Which lines in the data below contain the word "shirt"? Return each of them.

Stored data entries
*****

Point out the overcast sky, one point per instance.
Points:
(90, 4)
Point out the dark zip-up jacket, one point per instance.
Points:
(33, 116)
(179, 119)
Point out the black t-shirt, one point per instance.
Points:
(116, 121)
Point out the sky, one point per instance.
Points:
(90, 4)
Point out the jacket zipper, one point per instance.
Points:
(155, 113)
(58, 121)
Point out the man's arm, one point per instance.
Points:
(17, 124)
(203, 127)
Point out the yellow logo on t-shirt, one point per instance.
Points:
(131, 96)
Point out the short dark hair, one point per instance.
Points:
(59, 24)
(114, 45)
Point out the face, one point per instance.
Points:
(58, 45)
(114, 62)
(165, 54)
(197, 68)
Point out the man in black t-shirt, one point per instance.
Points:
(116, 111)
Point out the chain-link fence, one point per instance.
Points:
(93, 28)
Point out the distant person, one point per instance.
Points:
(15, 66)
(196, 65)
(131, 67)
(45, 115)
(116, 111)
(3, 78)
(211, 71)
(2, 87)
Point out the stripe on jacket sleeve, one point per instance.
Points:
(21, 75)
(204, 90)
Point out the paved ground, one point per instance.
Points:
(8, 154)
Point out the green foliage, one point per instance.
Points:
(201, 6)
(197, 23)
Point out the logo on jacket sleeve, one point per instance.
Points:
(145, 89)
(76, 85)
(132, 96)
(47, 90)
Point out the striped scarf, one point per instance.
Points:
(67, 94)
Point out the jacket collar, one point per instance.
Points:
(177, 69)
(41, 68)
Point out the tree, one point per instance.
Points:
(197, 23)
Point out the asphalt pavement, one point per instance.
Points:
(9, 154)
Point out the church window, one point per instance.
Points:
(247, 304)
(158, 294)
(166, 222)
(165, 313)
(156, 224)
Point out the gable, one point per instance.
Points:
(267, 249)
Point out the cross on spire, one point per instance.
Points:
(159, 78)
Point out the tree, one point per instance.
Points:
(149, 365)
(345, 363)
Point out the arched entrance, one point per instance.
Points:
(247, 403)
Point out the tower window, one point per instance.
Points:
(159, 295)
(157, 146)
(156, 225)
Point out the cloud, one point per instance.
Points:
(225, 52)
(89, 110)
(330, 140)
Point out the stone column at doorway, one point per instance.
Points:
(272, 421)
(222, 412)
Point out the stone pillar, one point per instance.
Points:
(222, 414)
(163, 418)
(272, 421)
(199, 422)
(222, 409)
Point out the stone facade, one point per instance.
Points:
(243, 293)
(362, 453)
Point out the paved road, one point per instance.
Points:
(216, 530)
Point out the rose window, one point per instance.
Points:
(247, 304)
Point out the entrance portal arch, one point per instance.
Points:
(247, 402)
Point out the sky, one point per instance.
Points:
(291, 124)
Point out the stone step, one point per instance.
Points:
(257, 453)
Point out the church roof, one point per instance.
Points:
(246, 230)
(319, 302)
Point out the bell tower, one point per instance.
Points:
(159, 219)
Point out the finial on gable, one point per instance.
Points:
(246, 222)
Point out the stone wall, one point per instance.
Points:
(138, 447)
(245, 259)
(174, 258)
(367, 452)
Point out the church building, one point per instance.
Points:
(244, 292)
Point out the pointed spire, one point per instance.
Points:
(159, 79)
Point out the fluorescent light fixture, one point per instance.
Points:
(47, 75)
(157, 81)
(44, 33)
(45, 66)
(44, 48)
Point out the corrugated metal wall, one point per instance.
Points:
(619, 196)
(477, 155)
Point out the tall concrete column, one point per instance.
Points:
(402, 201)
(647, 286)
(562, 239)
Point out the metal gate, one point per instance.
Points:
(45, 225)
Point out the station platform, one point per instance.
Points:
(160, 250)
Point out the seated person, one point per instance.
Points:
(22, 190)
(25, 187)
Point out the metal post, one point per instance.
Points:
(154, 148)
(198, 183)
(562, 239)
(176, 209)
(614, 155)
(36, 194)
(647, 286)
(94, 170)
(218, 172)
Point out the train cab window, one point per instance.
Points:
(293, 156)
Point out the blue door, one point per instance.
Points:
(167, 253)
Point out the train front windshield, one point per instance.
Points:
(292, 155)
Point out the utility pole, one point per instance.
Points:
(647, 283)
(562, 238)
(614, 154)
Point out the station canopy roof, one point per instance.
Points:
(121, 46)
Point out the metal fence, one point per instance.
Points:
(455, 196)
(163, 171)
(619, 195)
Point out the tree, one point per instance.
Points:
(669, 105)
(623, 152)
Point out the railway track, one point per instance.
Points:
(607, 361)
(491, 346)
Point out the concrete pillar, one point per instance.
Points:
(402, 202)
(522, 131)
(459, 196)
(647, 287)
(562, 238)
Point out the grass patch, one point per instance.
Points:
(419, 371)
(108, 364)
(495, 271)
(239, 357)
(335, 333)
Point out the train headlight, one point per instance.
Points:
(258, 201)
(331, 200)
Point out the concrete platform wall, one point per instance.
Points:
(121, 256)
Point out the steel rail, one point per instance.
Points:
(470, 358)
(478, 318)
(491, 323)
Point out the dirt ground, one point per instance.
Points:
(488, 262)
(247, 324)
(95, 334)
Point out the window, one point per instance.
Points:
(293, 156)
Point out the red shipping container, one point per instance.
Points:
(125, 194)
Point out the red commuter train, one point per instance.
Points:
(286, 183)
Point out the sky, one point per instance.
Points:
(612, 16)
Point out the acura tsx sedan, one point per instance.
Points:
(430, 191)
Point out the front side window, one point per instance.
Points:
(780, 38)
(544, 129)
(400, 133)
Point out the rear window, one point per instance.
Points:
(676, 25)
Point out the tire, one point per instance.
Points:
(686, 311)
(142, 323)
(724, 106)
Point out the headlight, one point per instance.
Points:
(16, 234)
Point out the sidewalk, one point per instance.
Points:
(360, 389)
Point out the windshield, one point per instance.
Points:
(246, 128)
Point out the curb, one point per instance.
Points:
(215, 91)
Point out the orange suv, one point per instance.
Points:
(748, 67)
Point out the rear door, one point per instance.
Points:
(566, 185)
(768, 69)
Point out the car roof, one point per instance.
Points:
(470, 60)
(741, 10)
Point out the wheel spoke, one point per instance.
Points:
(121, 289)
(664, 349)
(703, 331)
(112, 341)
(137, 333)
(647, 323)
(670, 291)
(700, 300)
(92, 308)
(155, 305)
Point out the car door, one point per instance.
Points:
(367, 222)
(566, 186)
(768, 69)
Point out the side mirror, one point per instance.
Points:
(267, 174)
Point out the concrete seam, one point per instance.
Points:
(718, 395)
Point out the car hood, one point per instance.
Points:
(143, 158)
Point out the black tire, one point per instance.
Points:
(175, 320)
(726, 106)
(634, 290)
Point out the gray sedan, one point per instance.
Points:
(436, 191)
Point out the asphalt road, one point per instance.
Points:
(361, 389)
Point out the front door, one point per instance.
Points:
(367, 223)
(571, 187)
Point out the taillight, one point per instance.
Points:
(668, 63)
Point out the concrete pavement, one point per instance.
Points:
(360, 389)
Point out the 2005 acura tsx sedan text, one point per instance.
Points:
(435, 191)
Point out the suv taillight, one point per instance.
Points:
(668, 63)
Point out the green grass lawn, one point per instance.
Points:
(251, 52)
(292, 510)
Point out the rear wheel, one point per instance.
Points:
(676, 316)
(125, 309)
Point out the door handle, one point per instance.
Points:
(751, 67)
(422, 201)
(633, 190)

*****

• **Your response**
Point out the black t-shirt, one point per instance.
Point out the yellow logo on t-shirt, one point per instance.
Point out the man in black t-shirt, one point per instance.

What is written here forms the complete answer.